● **EXCERPT PROVIDED**:
+++

# Pandas Basics
In python, the `pandas` package is the most popular data-frame (i.e., 2-dimensional) manipulation framework. You can think of it like `dplyr` for python. This notebook will walk you through some of the basics of working with dataframes, as well as plotting with `matplotlib` (a popular graphics package). 

## Creating DataFrames
Let's create a dataframe representing 1000 houses that has the following columns:
- `house_id`: This should be `"house_N"`, where `N` is the house number (i.e., `house_1`)
- `neighborhood`: There should be 5 neighborhoods, `"a"` through `"e"` (200 of each)
- `price_2010`: The price (in USD) of the house in 2010 (can be _float_)
- `price_2018`: The price (in USD) of the house in 2010 (can be _float_)

In [1]:
# Import the pandas, numpy, and matplotlib.pyplot packages (as pd, np, and plt respectively)


In [2]:
# Create a _list_ of houses ("house_N") 1 through 1000 (hint: use a list comprehension)


In [3]:
# Create a list of neighborhoods `a` thorugh `e` that is 1000 elements long. Hint: *multiply* a list...


In [4]:
# Creaet a list of 1000 home prices (for the year 2010) that range uniformly from 50000 to 400000 using np.random


In [5]:
# Create a list of 1000 home prices (for the year 2018) by multiplying the 2010 price by a random number
# The number should be drawn randomly from a normal distribution with mean 1.5 and standard deviation .5


In [6]:
# Create a dataframe `houses` with each list above as a column. Use the pd.DataFrame() function


# Accessing DataFrames
In this section, you'll extract and compute information of interest using dataframe **properties** and **methods**

In [7]:
# What is the _shape_ of the dataframe?

+++

[Dataset rows]
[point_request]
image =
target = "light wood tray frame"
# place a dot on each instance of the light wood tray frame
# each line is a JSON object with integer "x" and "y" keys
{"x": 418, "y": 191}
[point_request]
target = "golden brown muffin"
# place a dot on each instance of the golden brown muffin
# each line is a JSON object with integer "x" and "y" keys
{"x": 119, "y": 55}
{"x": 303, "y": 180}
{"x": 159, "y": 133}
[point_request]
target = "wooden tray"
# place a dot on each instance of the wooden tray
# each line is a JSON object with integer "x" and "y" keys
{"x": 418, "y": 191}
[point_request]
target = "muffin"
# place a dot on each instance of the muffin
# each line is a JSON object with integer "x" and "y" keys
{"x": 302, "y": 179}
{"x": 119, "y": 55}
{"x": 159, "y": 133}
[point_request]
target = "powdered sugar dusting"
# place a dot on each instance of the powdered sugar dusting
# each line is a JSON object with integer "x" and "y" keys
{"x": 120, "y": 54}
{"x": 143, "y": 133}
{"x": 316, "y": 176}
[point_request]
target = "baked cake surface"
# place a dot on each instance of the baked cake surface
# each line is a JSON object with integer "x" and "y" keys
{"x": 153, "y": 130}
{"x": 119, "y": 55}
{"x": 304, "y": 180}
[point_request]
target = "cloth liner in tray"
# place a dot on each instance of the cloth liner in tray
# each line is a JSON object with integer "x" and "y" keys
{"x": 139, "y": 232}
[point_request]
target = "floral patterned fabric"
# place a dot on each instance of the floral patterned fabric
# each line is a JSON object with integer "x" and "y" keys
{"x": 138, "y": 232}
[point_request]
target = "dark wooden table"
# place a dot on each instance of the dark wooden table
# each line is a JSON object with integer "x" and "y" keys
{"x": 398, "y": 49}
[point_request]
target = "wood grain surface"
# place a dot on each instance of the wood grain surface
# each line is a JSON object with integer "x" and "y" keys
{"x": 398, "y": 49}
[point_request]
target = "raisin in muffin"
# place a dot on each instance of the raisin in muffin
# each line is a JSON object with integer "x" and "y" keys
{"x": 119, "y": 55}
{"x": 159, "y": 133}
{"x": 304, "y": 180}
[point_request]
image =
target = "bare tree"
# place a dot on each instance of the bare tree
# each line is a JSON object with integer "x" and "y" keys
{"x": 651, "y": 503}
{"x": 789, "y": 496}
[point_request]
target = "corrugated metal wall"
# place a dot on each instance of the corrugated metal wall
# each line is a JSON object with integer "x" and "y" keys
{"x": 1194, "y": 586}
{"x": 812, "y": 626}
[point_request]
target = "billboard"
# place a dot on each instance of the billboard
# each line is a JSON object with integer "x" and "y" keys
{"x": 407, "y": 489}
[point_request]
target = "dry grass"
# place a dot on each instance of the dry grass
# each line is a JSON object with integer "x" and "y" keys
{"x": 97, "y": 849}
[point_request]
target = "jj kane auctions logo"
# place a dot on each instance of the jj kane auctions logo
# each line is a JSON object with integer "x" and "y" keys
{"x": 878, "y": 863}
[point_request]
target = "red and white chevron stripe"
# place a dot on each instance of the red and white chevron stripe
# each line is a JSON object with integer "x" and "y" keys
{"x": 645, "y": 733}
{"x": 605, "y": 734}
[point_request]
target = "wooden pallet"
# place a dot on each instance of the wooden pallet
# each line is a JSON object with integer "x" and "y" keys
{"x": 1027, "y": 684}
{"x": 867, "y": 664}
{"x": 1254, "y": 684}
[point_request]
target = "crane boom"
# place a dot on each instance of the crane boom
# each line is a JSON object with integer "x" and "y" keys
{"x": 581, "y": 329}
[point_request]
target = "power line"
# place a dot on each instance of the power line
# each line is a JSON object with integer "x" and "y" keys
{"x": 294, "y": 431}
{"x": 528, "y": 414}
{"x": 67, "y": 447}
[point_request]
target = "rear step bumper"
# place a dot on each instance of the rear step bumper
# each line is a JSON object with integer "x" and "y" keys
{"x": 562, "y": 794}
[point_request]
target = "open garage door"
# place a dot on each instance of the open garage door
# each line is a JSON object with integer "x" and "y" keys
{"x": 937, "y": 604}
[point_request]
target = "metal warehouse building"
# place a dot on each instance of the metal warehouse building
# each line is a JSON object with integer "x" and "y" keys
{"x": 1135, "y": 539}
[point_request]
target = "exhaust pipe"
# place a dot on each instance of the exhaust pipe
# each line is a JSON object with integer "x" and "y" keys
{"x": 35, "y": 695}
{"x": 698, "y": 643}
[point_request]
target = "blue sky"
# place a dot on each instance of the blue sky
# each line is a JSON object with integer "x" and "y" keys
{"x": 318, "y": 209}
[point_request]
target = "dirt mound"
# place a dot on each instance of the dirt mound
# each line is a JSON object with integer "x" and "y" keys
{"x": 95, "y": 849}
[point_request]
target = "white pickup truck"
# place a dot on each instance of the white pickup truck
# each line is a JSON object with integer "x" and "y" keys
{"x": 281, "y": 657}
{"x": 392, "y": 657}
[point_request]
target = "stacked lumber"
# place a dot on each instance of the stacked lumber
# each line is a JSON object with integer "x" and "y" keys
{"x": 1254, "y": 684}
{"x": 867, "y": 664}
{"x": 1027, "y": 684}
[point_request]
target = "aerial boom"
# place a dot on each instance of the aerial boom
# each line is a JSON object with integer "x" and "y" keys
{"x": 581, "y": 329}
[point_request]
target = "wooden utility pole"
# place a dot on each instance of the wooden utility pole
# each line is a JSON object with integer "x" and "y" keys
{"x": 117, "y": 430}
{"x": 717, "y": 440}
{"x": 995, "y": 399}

+++

● **TASK TO CARRY OUT**: According to the pandas basics notebook, why must the list of neighborhoods be 1000 elements long?

● **EXPECTED ANSWER**: The dataframe represents 1000 houses, and each list created in the notebook becomes one column of the dataframe `houses`. The neighborhood column therefore needs one entry per house, with 200 houses in each of the five neighborhoods "a" through "e".